[Pointing items for named objects]
□ □ □

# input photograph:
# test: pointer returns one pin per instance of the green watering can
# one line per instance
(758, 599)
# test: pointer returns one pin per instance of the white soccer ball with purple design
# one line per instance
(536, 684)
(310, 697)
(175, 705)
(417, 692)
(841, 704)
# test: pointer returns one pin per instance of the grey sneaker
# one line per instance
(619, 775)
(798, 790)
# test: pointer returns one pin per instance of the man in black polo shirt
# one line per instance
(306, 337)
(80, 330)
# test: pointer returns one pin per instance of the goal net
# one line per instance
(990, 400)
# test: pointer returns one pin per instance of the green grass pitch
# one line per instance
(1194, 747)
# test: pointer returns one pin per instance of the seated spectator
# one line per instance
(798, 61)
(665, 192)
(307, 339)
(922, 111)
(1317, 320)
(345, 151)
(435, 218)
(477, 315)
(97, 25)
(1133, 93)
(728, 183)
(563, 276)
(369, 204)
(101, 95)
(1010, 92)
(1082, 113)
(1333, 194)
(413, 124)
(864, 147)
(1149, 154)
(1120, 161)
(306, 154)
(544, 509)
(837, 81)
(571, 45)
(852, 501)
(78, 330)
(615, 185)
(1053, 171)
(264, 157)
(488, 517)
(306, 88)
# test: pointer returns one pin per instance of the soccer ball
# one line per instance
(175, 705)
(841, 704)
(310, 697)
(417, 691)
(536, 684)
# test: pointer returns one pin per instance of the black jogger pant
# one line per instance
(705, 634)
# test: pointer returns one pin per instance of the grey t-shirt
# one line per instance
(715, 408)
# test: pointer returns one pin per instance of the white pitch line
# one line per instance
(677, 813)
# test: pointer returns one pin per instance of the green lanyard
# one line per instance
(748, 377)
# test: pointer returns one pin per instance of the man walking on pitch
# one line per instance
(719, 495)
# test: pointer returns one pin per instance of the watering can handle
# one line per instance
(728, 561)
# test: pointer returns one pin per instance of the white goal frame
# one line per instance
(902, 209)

□ □ □

■ **Given task**: Copy out the lines between the one holding "green grass pitch" and the one holding "(1194, 747)", inclusive, keeping the request lines. Scale every point coordinate in the answers by 0.75 and round to whole numbers, with halves going up.

■ **Written solution**:
# test: pointer returns one pin per instance of the green grass pitch
# one line per instance
(896, 560)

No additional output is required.